_TASK STATEMENT_:
In the garden notes below, at what height does the Palibin lilac start blooming?

_EXTRACT TO READ_:
━━━

For a small lilac, Boyer mentions varieties including Palibin, which “has a heavy bloom and is quite compact. It matures at 4 to 5 feet tall and 5 to 7 feet wide, but it starts blooming at 1 foot tall. So, if you want a small lilac that will give you a show this year, look for Palibin.”
Ash-lilac borer – If large canes in a lilac easily break off and there are holes in the bottom of the stem, it is the ash-lilac bore that damages lilac shrubs and ash trees. You can just prune out the oldest canes of lilacs each year (because those are the ones that borers prefer). This also keeps the shrub rejuvenated and blooming at its best. If you need to spray to prevent the damage on ash or lilac), use Permethrin when the Vanhoutte spirea is in full to late bloom, about now, and then one month later
Black spot on roses – This is the time of year to start preventing and watching for signs of black spot on roses. The fungus shows up in black spots on the leaves of roses, usually hybrid teas. Infected leaves, whether on the plant or on the ground, should be removed or picked up and thrown away. To try to prevent it, try not to let water get on the leaves, irrigating along the ground. Plant roses in sunny areas and be sure they get lots of air movement through them. When shopping, look for varieties that are less susceptible to black spot. Once it shows up, you can treat it with regular fungicide applications. Spray every 10 to 14 days with tebuconazole (Bayer Disease Control for Roses, Flowers and Shrubs), myclobutanil (Immunox, Immunox Plus), triforine (Ortho RosePride Disease Control), or chlorothalonil (Broad Spectrum Fungicide, Garden Disease Control, others), Upham says.
Daylily sale – The Prairie Winds Daylily Society will have a sale of daylilies proven in this area, from 1 to 4 p.m. Sunday at Botanica. Admission to the sale is free.
Iris show – The Wichita Area Iris Club will have a show of blooming irises from 1 to 5 p.m. Sunday. Admission to the show is free.
Rose Expo – The Wichita Rose Society will have a Rose Expo on Sunday at Botanica. Hours will be 1 to 5 p.m. The society’s rosarians will share their favorite varieties, provide information and answer rose-gardening questions. The expo will include a non-juried rose show in which members of the public can display their roses. Entries will be accepted from 9 to 11 a.m. Vases will be provided. Admission to the expo is free.

━━━

_DATA EXTRACT_:
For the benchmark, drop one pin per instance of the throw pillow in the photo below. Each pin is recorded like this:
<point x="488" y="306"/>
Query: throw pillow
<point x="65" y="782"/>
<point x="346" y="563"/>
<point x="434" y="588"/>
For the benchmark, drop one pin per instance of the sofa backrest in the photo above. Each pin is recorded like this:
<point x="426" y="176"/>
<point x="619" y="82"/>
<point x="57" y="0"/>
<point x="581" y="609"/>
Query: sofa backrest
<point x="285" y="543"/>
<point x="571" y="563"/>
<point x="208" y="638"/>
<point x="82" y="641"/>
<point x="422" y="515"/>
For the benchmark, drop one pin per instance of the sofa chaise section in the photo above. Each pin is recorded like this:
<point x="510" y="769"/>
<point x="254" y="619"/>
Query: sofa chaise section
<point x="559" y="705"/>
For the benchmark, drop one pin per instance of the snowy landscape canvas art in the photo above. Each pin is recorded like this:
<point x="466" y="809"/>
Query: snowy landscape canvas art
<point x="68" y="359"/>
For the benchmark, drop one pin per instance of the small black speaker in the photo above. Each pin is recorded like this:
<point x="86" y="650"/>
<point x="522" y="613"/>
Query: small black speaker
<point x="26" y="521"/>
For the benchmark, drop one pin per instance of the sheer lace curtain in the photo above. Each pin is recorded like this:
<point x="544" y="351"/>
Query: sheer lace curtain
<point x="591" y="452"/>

━━━

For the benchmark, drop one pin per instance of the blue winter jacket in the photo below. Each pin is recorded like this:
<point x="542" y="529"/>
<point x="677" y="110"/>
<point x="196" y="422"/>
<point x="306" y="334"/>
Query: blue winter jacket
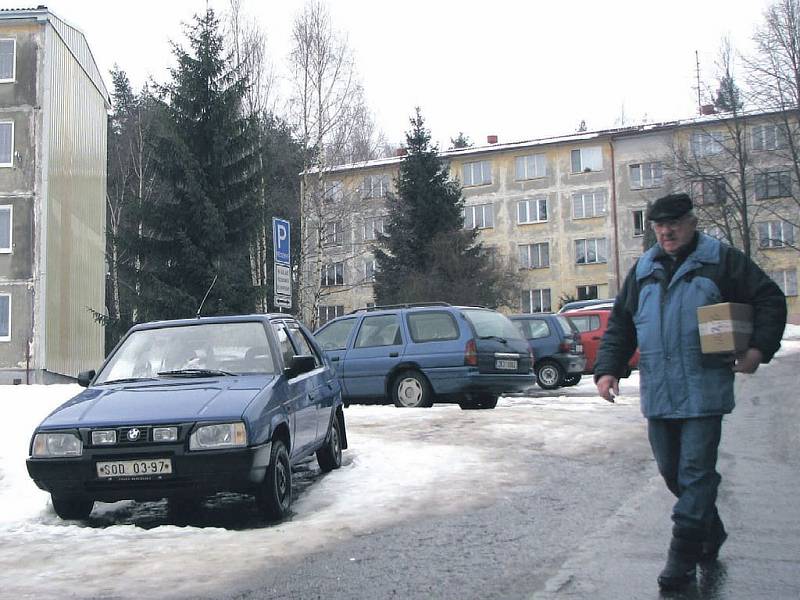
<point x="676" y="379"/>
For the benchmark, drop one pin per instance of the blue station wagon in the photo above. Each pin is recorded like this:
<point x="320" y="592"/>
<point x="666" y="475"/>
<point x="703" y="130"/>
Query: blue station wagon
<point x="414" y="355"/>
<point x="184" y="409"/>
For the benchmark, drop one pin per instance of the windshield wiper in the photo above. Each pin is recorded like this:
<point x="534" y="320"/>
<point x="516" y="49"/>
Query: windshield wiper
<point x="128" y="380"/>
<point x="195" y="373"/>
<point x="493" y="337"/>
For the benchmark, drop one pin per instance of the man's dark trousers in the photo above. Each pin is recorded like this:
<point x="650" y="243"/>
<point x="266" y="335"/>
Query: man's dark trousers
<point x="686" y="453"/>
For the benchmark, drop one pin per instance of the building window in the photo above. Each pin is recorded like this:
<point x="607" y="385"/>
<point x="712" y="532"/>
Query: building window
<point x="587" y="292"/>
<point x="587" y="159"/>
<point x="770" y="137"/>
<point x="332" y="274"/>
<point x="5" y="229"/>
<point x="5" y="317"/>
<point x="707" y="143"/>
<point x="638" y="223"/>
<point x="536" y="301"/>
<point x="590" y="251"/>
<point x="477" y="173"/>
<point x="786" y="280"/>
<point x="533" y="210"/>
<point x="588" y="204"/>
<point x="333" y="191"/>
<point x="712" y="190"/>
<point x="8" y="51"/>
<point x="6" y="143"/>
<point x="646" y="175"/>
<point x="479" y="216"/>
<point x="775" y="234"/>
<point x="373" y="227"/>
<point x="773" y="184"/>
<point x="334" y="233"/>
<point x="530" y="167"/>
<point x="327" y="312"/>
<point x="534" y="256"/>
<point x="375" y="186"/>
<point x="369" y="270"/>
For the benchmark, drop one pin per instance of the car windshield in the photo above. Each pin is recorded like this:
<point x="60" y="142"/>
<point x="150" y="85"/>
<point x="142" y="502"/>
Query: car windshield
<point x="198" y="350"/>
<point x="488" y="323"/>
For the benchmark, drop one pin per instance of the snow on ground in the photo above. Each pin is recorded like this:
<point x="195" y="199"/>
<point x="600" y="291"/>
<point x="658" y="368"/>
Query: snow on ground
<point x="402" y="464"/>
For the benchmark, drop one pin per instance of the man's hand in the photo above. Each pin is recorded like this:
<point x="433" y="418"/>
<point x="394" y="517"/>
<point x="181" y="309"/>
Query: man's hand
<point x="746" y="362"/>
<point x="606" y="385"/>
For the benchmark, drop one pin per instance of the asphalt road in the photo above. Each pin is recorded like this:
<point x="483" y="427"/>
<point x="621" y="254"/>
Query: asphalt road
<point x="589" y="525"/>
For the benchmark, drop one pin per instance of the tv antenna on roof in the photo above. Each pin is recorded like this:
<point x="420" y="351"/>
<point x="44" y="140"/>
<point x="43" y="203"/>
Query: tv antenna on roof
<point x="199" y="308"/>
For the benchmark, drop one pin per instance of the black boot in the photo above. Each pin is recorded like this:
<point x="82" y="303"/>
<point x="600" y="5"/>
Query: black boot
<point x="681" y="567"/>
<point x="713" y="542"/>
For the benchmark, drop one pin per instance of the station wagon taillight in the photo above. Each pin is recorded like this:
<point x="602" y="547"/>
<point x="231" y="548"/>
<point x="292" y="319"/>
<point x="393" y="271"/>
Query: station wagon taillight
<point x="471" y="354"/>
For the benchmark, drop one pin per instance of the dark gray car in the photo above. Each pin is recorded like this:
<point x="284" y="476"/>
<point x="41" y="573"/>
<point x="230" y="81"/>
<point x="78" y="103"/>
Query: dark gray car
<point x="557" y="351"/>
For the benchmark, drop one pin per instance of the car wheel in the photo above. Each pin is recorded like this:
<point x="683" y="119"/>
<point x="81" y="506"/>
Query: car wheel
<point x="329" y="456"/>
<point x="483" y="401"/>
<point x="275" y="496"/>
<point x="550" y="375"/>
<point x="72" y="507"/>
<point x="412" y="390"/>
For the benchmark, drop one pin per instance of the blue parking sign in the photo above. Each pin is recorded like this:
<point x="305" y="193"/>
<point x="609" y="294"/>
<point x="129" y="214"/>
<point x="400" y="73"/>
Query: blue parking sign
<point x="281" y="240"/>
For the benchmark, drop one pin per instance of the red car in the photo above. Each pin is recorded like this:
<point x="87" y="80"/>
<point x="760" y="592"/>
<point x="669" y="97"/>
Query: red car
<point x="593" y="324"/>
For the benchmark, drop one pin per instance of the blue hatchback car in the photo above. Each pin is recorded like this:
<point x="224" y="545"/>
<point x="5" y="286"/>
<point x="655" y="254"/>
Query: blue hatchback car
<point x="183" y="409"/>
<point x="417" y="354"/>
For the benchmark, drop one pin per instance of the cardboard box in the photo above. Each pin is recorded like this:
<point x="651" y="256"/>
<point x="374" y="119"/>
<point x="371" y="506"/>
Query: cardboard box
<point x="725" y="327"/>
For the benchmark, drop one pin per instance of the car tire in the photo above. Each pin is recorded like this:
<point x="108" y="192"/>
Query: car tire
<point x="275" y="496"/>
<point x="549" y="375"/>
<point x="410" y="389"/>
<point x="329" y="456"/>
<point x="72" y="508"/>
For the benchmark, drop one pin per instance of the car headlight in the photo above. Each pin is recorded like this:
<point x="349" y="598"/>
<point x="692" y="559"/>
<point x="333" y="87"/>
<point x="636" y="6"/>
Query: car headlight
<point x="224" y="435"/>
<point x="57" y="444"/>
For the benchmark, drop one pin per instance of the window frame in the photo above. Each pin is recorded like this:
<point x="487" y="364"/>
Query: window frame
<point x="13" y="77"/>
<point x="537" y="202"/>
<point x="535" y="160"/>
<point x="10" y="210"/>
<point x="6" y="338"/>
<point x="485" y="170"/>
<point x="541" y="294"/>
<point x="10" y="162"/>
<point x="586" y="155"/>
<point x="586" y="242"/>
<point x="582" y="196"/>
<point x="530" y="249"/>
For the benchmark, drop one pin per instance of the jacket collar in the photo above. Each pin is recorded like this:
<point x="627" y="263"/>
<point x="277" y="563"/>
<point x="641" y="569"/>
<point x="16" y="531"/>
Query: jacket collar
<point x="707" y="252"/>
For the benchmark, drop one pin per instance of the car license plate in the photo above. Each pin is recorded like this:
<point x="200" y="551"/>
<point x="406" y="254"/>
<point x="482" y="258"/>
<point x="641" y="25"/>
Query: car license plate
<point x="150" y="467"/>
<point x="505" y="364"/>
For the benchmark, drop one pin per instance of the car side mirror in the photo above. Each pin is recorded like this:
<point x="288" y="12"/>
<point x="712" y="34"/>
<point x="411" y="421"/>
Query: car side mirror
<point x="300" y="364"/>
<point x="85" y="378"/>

━━━

_EXERCISE RESPONSE_:
At 1 foot tall.